■ **Description of the task**:
Please identify every line of the items below that contains the word "reflection", and copy each such line. Case counts.

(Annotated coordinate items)
= = = = = = =
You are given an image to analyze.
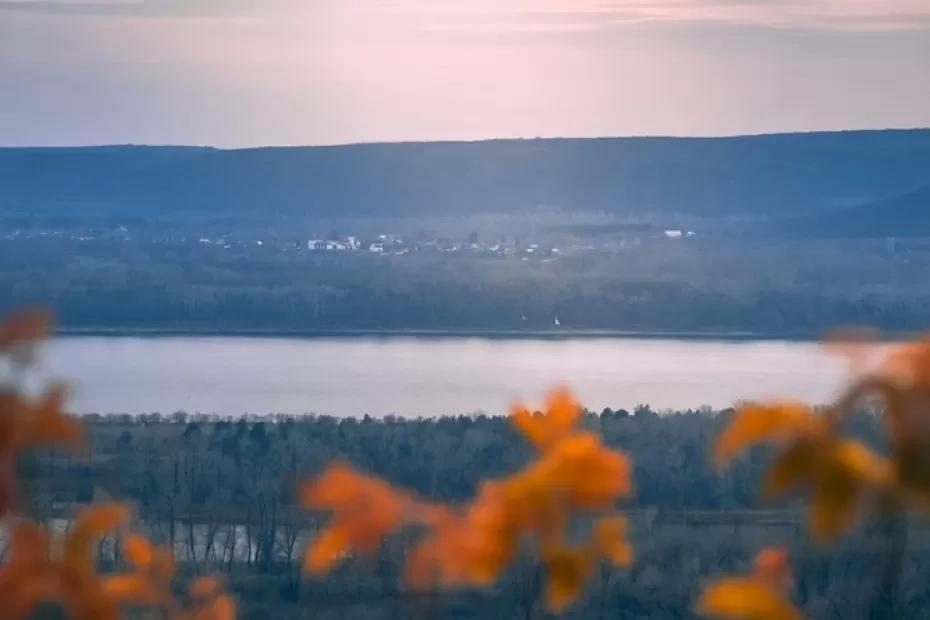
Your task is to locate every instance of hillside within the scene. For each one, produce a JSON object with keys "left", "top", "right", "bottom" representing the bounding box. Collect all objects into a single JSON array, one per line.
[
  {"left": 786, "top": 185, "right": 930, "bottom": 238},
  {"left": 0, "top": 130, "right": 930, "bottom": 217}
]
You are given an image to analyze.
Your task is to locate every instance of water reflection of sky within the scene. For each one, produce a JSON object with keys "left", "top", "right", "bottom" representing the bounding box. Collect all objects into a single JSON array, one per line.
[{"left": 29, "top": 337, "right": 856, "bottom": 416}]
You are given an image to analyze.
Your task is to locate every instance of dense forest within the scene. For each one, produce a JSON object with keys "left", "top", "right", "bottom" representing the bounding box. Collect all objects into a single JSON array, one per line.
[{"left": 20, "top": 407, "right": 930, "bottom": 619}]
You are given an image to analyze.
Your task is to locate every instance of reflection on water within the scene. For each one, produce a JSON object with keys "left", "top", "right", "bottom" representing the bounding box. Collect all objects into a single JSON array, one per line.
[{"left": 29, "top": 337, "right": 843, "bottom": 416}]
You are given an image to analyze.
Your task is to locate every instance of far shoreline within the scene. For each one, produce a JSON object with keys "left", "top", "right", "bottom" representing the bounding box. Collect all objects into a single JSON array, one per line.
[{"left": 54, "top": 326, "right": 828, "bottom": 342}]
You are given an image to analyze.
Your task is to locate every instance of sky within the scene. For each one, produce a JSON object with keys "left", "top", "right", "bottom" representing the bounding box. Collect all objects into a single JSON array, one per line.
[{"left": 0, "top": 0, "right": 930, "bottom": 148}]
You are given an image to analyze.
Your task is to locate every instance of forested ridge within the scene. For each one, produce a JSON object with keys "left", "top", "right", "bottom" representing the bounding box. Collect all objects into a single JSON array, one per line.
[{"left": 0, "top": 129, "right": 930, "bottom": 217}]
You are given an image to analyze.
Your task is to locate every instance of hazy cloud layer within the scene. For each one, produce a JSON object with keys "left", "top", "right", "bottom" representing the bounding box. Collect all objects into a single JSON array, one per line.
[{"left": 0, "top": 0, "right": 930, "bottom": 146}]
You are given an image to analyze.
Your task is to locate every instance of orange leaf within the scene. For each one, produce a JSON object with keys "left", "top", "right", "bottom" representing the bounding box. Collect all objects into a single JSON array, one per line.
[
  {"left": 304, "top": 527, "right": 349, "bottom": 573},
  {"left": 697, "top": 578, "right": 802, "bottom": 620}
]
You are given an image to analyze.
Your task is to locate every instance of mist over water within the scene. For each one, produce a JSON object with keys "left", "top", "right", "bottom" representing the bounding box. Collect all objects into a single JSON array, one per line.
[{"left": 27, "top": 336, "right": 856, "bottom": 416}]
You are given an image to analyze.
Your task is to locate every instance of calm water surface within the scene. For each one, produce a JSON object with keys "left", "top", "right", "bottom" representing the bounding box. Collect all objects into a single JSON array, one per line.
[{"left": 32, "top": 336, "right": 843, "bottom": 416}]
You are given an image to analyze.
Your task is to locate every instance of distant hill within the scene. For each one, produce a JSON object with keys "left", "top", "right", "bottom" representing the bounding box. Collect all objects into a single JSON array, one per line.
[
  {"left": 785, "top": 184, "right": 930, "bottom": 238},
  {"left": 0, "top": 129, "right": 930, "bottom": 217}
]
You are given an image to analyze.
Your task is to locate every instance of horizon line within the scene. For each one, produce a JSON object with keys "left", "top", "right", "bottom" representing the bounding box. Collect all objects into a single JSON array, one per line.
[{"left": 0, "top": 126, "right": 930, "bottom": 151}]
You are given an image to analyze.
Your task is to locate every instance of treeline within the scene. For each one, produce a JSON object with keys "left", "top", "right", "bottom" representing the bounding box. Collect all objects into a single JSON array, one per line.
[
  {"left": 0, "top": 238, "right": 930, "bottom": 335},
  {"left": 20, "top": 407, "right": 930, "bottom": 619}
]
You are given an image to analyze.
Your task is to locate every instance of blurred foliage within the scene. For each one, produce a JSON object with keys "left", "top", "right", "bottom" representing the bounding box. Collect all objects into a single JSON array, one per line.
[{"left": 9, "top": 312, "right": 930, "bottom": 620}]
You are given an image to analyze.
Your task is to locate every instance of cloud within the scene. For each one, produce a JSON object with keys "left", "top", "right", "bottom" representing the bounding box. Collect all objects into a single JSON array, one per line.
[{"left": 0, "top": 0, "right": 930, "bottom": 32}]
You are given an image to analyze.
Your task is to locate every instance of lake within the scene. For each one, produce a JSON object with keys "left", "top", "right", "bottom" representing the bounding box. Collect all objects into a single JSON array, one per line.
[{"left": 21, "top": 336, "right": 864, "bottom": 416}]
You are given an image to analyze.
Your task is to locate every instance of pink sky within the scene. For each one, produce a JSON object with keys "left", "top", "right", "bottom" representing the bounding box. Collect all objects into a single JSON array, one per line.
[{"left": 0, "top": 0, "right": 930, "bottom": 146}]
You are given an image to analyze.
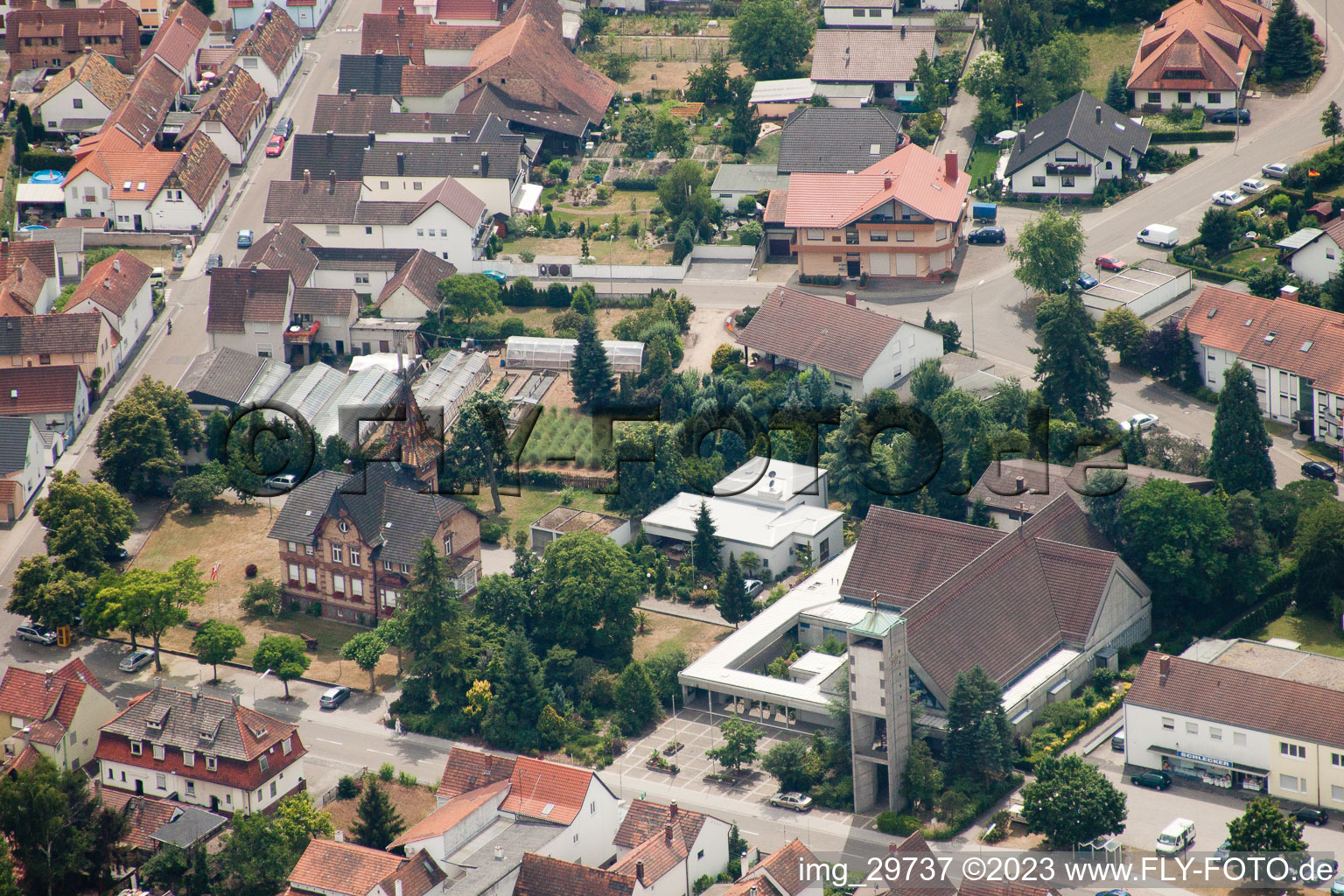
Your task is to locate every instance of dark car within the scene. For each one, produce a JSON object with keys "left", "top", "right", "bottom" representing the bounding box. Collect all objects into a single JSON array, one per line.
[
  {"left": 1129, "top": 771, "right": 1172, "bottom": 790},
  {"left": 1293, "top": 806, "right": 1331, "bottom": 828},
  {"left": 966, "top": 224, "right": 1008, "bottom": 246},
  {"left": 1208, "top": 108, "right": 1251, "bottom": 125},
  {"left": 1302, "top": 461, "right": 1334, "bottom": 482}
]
= = = = = = =
■ **Exercise result**:
Your task is to locate every instance of water reflection of sky within the scene. For each one, produce a JSON object with keys "left", "top", "right", "bottom" representing the bounding box. Collect all objects into a single JSON array, one per line.
Your task is to locate every instance of reflection on water within the scene. For each one, produce a JSON object with keys "left", "top", "right", "bottom" representing the bounding box. Collect all objects into a single JSON array, one per line.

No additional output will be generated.